| Tarefa a realizar |
Por favor, diga quantos anos levou a construção do vírus, segundo o texto sobre o HIV modificado para infectar macacos.

| Trecho do texto |
Folha de S. Paulo


Cientistas modificam HIV e conseguem causar Aids em macacos

Um desafio crucial enfrentado por pesquisas que desenvolvem drogas contra a Aids é a impossibilidade de testá-las em cobaias. Os únicos animais que contraem o HIV e desenvolvem uma doença são os humanos. Uma versão alterada do vírus criada nos EUA, porém, infecta macacos, e traz a esperança de acelerar ensaios clínicos.

Para tornar o HIV capaz de infectar os animais da espécie asiática Maccaca nemestrina, os cientistas inseriram nele uma pequena parte do código genético do SIV (vírus de imunodeficiência símia) que infecta macacos na natureza e é um parente relativamente distante do patógeno causador da Aids.

Em estudo na revista "Science", cientistas de uma colaboração que envolveu seis laboratórios descrevem como construíram o vírus, um trabalho de oito anos.

A ideia era fazer com que as proteínas que o patógeno exibe em sua superfície fossem capazes de se conectar às proteínas das células T CD4+ do sistema imune dos macacos e desativar seu sistema de defesa. Essas são as células que, nos humanos, são atacadas pelo HIV.

Alex Argozino/Editoria de Arte/Folhapress
HIV em macacos
HIV em macacos

Cientistas começaram o trabalho equipando o HIV com uma proteína de defesa do SIV que lhe permitiu infectar macacos. Ao ser transferido de macaco para macaco quatro vezes, o vírus ganhou adaptações por conta própria, e aprendeu a se conectar melhor a proteínas de superfície das T CD4+ de macacos (veja gráfico acima).

Com as alterações artificiais e mutações induzidas pelo experimento, o HIV já era capaz de adotar macacos como hospedeiros, mas ainda não os deixava com o sistema imune fraco o suficiente para causar Aids. Cientistas viram que isso estava acontecendo porque, mesmo podendo atacar as T CD4+ dos macacos, o HIV alterado estava sendo atacado pelas T CD8+, uma segunda linha de defesa do sistema imune.

| Os dados |
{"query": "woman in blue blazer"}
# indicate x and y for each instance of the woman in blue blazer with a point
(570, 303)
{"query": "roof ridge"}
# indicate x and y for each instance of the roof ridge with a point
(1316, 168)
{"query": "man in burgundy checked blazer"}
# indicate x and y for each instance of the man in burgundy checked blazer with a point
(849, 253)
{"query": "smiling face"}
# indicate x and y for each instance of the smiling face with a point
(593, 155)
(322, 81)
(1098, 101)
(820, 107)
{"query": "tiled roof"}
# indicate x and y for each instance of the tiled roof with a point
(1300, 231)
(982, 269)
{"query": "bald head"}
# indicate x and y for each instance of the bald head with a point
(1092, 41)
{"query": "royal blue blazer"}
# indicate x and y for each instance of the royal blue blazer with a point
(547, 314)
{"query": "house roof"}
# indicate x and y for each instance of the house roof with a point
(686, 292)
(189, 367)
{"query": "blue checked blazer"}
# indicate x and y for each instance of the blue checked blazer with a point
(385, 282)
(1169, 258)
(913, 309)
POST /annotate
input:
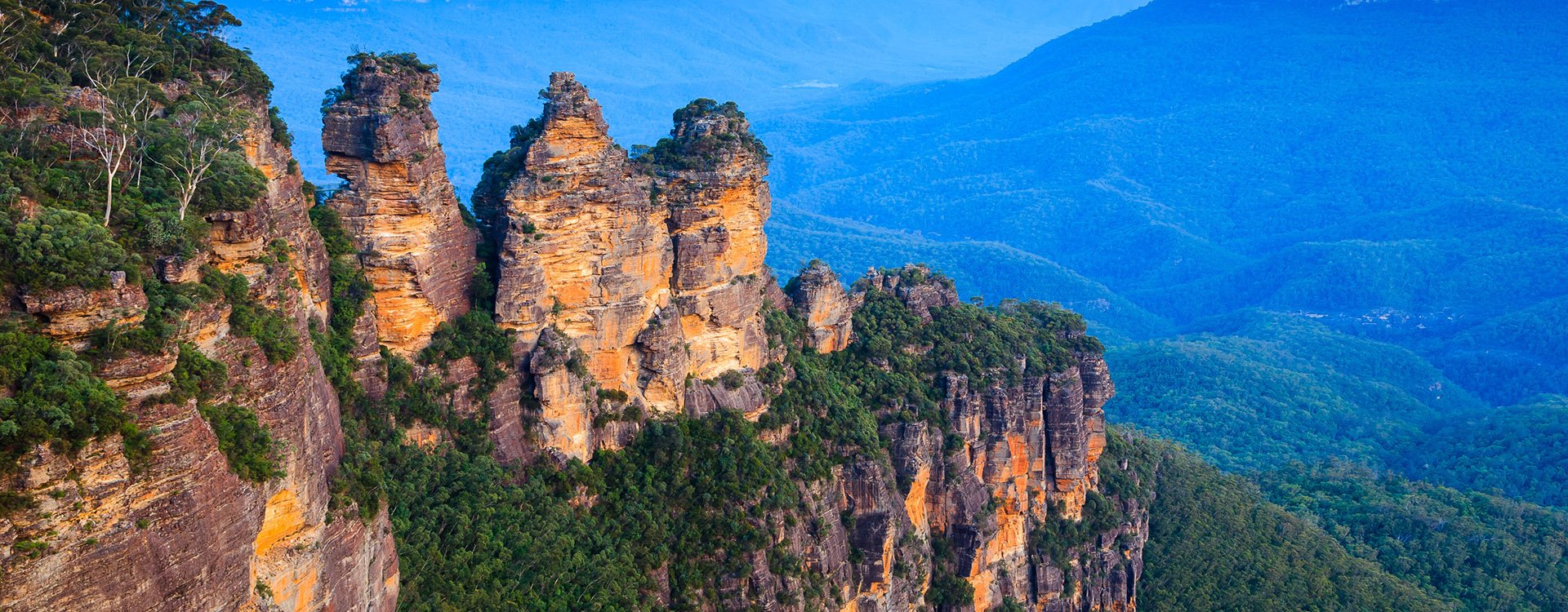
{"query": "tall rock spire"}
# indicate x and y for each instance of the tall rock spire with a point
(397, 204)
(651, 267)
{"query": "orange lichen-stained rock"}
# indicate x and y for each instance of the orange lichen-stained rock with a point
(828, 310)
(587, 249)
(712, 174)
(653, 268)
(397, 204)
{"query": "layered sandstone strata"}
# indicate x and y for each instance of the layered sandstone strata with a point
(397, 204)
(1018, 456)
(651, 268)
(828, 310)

* * *

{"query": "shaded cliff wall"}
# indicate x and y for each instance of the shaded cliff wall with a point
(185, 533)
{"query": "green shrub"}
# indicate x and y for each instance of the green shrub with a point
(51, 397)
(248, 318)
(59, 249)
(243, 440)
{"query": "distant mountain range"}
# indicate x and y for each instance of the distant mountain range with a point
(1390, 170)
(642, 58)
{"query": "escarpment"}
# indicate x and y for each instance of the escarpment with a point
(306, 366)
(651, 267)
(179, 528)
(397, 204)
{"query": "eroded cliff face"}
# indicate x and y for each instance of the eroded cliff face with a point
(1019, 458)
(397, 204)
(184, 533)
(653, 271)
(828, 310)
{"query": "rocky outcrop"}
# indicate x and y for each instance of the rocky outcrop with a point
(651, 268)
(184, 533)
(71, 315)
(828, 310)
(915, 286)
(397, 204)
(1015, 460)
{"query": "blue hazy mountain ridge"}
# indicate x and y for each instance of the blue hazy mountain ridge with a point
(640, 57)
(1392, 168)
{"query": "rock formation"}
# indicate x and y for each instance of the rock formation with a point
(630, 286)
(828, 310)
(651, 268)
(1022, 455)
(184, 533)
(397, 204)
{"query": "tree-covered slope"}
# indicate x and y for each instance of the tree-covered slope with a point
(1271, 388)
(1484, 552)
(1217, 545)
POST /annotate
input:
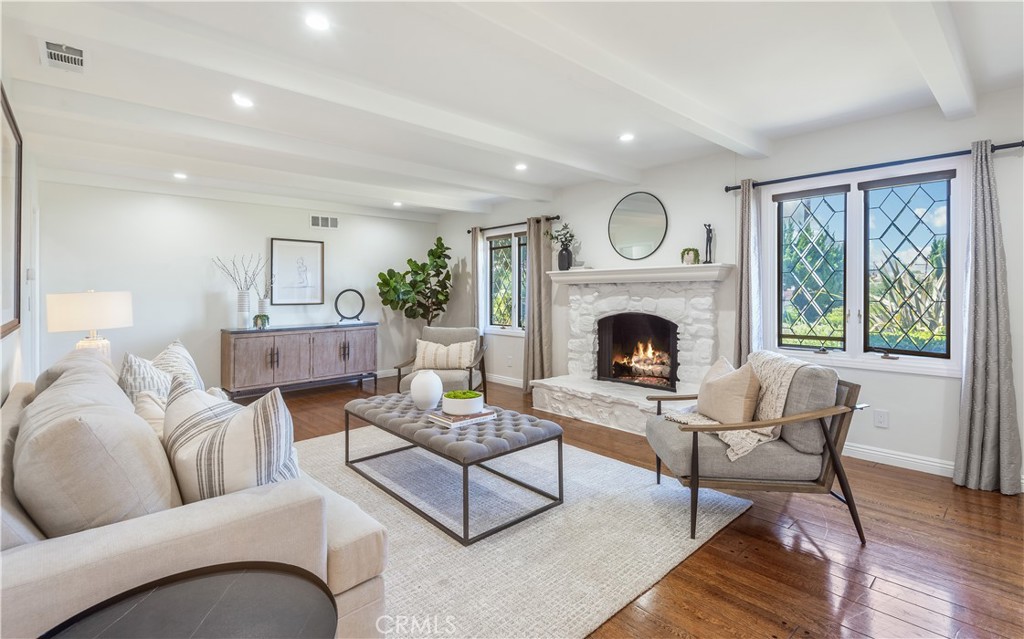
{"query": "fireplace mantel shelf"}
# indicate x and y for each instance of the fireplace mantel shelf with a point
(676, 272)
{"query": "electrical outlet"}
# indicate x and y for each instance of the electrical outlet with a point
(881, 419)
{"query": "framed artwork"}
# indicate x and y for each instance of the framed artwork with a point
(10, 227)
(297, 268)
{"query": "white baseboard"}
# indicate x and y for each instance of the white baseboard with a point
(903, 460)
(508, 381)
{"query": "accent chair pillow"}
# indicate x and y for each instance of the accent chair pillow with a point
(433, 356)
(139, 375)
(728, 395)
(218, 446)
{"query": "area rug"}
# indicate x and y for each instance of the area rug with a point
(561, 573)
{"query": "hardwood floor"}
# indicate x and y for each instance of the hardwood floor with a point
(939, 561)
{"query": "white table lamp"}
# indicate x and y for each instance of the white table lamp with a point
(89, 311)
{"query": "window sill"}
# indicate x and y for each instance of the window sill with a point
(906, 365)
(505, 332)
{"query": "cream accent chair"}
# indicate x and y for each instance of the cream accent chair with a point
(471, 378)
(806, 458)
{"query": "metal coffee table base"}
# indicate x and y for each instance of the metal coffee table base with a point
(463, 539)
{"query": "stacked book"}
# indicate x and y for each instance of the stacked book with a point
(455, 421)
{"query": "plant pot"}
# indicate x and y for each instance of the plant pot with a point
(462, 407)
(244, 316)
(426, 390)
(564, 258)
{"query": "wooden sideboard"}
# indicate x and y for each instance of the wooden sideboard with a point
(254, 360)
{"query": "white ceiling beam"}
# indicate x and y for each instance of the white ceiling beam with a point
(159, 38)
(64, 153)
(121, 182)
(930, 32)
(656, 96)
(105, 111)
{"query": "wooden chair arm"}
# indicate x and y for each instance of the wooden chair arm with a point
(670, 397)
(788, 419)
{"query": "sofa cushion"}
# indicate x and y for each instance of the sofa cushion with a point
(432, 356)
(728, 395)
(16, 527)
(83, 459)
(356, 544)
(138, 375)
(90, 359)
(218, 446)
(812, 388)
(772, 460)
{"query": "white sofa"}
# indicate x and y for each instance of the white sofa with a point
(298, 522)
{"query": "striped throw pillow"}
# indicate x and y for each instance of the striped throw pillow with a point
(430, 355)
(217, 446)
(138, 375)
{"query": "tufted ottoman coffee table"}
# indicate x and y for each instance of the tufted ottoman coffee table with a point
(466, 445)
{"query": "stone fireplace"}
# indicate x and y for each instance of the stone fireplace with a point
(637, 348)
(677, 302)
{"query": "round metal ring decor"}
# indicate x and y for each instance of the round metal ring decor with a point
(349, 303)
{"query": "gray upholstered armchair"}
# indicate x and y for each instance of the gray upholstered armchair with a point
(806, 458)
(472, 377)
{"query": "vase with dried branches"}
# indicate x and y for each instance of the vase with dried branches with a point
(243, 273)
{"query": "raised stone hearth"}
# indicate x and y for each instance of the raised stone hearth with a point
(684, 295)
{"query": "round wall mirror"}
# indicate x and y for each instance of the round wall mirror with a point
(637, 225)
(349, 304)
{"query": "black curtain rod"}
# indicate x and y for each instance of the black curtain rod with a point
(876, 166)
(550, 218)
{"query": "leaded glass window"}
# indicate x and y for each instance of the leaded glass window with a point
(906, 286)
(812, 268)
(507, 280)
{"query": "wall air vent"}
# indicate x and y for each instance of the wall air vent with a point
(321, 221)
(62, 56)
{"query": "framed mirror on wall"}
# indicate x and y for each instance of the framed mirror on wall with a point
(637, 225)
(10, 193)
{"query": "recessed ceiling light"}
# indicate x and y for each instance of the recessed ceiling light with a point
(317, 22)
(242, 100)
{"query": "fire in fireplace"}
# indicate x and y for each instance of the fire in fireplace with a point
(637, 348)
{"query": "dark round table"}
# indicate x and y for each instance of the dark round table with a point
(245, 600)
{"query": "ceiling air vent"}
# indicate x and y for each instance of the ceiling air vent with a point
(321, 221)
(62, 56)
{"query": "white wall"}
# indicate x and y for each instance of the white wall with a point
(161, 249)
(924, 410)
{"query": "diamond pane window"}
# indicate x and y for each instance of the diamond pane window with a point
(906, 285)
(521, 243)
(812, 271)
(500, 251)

| Solução do problema |
Oito anos.